━━ Given text ━━
Sericocarpus Genus

Sericocarpus rigidus
Sericocarpus rigidus, by USFWS Jeff Dillon, CC BY 2.0, via Wikimedia Commons

Sericocarpus, commonly known as whitetop asters, is a small genus of five perennial herbaceous plants in the daisy family Asteraceae, placed in the tribe Astereae and the order Asterales. The genus is entirely native to North America, with species distributed across two distinct geographic ranges: the eastern United States and the Pacific Coast region from British Columbia south through Oregon, Washington, and California.

Plants grow 15 to 120 cm tall from rhizomes or stout, branching woody caudices. Stems are erect and simple, ranging from nearly hairless to moderately hairy. The basal leaves form rosettes and typically wither by flowering time; cauline leaves are alternate, sessile, and reduced upward along the stem, with blades that vary by species from narrow and linear to obovate or ovate, with margins that may be serrate or entire and finely ciliate. Heads are radiate and borne in clusters of two to five per branch, arranged in flat-topped (corymbiform) arrays. Ray florets number one to six per head, are pistillate and fertile, and bear white corollas — a trait that gives the genus its common name. Disc florets number five to nineteen and are bisexual, with white to cream corollas.
━━━
━━ Provided data ━━
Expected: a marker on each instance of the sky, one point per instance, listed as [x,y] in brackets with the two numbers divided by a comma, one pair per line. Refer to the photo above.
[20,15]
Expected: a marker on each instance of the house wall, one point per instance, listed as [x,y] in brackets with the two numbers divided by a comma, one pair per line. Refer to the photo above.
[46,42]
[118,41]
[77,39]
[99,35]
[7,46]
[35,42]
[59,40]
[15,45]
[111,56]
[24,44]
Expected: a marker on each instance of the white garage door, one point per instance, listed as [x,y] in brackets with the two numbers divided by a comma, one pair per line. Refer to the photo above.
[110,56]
━━━
━━ Provided data ━━
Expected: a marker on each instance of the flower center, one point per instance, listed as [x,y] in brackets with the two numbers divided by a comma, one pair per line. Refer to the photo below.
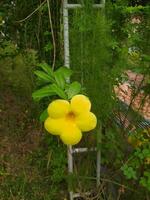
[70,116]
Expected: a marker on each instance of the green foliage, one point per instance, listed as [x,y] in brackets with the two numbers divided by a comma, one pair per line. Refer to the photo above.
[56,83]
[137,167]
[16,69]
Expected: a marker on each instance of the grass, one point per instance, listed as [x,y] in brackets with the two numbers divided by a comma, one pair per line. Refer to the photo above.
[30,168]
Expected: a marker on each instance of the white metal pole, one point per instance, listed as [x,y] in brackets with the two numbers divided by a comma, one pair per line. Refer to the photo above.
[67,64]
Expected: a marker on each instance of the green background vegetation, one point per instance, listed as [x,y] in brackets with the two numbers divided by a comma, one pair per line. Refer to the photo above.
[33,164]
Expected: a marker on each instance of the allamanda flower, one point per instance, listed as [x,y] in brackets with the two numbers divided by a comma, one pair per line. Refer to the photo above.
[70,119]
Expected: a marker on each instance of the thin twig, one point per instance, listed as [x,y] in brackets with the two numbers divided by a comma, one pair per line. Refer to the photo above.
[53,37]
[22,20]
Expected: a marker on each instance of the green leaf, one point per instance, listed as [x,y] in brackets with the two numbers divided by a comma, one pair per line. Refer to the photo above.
━━━
━━ Provided data ━━
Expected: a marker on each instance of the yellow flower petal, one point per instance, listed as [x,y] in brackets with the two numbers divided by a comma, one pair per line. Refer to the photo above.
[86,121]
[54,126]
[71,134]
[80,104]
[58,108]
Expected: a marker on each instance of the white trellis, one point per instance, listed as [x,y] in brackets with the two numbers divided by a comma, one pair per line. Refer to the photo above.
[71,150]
━━━
§ Complete the following:
1 > Answer these from the Sericocarpus text:
(a) How many species does the genus hold?
(b) How tall do the plants grow?
(c) What color are the corollas of the ray florets?
2 > Copy the stretch of the Sericocarpus text from "Sericocarpus, commonly known" through "Washington, and California.", word for word.
The entries come from a different source than the Sericocarpus text.

§ Response list:
1 >
(a) Five.
(b) 15 to 120 cm.
(c) White.

2 >
Sericocarpus, commonly known as whitetop asters, is a small genus of five perennial herbaceous plants in the daisy family Asteraceae, placed in the tribe Astereae and the order Asterales. The genus is entirely native to North America, with species distributed across two distinct geographic ranges: the eastern United States and the Pacific Coast region from British Columbia south through Oregon, Washington, and California.